## DOKUMEN SUMBER:
'''

Sebanyak 30 juta tenaga kerja industri properti terancam mengalami pemutusan hubungan kerja lantaran belum jelasnya stimulus pemerintah di sektor ini. Pengusaha properti meminta pemerintah memberikan kepastian, terutama terkait restrukturisasi kredit untuk sektor tersebut.
Ketua Bidang Properti Asosiasi Pengusaha Indonesia Sanny Iskandar menjelaskan pukulan pandemi virus corona atau Covid-19 sangat berimbas pada sektor properti dan turunannya. Saat ini, biaya operasional perusahaan-perusahaan tersebut masih terus berjalan, sementara pemasukan sangat minim.
"Tenaga kerja yang terdampak langsung jumlahnya sangat besar sekitar 30,3 juta. Kami harap dukungan pemerintah karena sektor properti ini adalah sektor real yang memberi dampak langsung baik kepada pekerjaan maupun yang terkait dengan peningkatan peningkatan ekonomi," kata dia dalam diskusi daring di Jakarta, Kamis (14/5).
Selain restrukturisasi kredit, pengusaha properti juga meminta pembebasan biaya abodemen listrik dan air pada mal dan perkantoran. Pasalnya, komponen tersebut merupakan salah satu biaya operasional terbesar.

'''

## DATA YANG DIBERIKAN:

'''

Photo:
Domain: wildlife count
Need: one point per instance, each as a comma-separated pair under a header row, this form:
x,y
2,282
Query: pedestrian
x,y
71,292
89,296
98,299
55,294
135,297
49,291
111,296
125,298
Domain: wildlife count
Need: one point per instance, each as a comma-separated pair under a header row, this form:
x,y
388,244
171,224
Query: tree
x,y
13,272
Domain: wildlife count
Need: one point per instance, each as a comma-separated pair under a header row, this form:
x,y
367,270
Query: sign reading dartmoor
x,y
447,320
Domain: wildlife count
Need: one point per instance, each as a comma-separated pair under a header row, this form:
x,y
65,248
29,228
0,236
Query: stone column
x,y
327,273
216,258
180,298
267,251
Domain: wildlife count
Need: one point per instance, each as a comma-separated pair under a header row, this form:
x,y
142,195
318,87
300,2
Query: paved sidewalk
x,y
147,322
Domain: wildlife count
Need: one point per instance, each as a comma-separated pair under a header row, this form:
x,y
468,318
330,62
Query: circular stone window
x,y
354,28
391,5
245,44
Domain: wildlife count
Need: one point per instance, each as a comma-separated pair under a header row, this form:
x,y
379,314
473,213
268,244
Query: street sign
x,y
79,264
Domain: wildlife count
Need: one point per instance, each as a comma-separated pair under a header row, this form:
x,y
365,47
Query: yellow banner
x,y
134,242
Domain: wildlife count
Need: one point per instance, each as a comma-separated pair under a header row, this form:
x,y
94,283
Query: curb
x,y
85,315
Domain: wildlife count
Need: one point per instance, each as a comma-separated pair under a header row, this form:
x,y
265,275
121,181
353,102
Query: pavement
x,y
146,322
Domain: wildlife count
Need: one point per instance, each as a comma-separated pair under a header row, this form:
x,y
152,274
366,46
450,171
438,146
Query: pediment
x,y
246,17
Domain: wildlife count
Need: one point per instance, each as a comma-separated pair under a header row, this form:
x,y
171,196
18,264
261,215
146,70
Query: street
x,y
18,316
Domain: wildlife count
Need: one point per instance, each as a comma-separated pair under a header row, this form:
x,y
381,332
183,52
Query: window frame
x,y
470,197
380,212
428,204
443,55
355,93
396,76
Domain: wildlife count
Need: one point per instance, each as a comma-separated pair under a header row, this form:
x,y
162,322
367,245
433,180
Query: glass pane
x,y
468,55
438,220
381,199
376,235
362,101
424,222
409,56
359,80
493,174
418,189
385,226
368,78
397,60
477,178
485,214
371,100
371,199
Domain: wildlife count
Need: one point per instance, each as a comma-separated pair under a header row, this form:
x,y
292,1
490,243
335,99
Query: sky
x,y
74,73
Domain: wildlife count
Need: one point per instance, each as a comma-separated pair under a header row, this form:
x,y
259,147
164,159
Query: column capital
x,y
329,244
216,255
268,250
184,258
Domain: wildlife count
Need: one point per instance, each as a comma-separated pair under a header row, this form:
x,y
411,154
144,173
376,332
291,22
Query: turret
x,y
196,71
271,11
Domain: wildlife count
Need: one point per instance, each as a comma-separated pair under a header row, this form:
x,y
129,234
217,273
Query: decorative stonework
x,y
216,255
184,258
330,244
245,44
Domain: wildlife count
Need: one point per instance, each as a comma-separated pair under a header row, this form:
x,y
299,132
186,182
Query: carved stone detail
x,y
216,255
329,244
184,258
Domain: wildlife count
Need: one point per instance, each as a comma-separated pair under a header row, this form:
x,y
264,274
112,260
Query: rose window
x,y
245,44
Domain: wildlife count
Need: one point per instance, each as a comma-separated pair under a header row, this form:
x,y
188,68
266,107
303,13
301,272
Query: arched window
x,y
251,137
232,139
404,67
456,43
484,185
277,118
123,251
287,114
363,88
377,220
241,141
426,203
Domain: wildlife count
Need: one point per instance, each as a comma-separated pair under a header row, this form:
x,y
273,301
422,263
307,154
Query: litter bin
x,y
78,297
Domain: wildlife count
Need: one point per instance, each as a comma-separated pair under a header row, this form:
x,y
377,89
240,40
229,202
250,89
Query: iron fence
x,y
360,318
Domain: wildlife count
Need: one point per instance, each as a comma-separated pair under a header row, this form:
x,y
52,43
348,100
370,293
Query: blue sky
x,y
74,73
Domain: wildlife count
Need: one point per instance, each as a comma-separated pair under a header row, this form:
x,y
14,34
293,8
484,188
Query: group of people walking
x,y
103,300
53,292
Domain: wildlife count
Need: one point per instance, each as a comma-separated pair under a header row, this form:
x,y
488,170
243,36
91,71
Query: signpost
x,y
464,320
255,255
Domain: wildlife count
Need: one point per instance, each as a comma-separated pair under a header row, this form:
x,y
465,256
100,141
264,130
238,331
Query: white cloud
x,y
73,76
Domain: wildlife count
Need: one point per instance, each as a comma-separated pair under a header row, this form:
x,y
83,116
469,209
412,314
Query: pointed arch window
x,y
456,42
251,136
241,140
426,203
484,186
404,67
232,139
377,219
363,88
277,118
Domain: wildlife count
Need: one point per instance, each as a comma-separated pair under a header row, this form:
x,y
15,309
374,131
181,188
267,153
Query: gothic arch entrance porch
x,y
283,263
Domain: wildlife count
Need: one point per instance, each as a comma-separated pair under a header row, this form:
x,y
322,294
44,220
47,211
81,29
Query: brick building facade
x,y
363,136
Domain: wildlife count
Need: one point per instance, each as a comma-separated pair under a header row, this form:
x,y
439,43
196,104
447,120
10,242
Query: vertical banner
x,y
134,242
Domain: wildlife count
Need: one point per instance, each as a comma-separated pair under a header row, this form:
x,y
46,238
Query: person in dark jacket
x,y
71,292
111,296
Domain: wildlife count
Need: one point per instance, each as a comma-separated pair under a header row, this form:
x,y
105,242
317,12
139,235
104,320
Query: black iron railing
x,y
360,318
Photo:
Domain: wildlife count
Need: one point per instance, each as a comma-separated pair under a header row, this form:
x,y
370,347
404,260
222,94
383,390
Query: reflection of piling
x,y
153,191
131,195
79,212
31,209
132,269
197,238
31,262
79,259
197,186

'''

## KEGIATAN 1:
Dalam teks tentang sektor properti, selain restrukturisasi kredit, apa lagi yang diminta pengusaha properti?
## KEGIATAN 2:
Tuliskan lanjutan teks tentang sektor properti, mulai setelah kalimat terakhirnya.

## JAWABAN LATIHAN 1:
Pembebasan biaya abodemen listrik dan air pada mal dan perkantoran.

## JAWABAN LATIHAN 2:
"Kami rasa sekarang ini saatnya pemerintah harus memberi perhatian ke pengembang," kata dia.
(Baca: Pengusaha Properti Desak Pemerintah soal Restrukturisasi Kredit)
Sementara itu, Ketua Umum DPP Real Estate Indonesia Totok Lusida mengatakan pengusaha properti siap menjalankan permintaan pemerintah untuk tidak melakukan pemutusan hubungan kerja pada karyawannya. Namun, hal ini harus didukung dengan kepastian restrukturisasi sesuai Peraturan Otoritas Jasa Keuangan (POJK) Nomor 11/POJK.03/2020.
"Kami minta restrukturisasi pembayaran pokok dan bunga supaya bisa buat bayar karyawan. Kami digantung terlalu lama oleh perbankan, perlukan adanya kepastian. Kalau tidak pasti, pengembang di bawah REI akan terganggu, bisa terjadi PHK," kata dia.
Ia menjelaskan, sektor properti berkontribusi terhadap 17,9% total kredit yang beredar di seluruh Indonesia. Berdasarkan catatannya, penyaluran kredit di sektor ini mencapai hingga Rp 1.000 triliun.
Adapun restrukturisasi penundaan pembayaran yakni pokok dan bunga penting agar arus keuangan yang dimiliki pengusaha dapat digunakan untuk membayar gaji karyawan. "Bukan minta tidak bayar tapi menunda, pemerintah atau OJK kami minta ada ketegasan bantu kami developer atau membantu pembeli dan calon pembeli di Indonesia," kata dia.
(Baca: Likuiditas Tertekan, BRI Harapkan Penempatan Dana Pemerintah)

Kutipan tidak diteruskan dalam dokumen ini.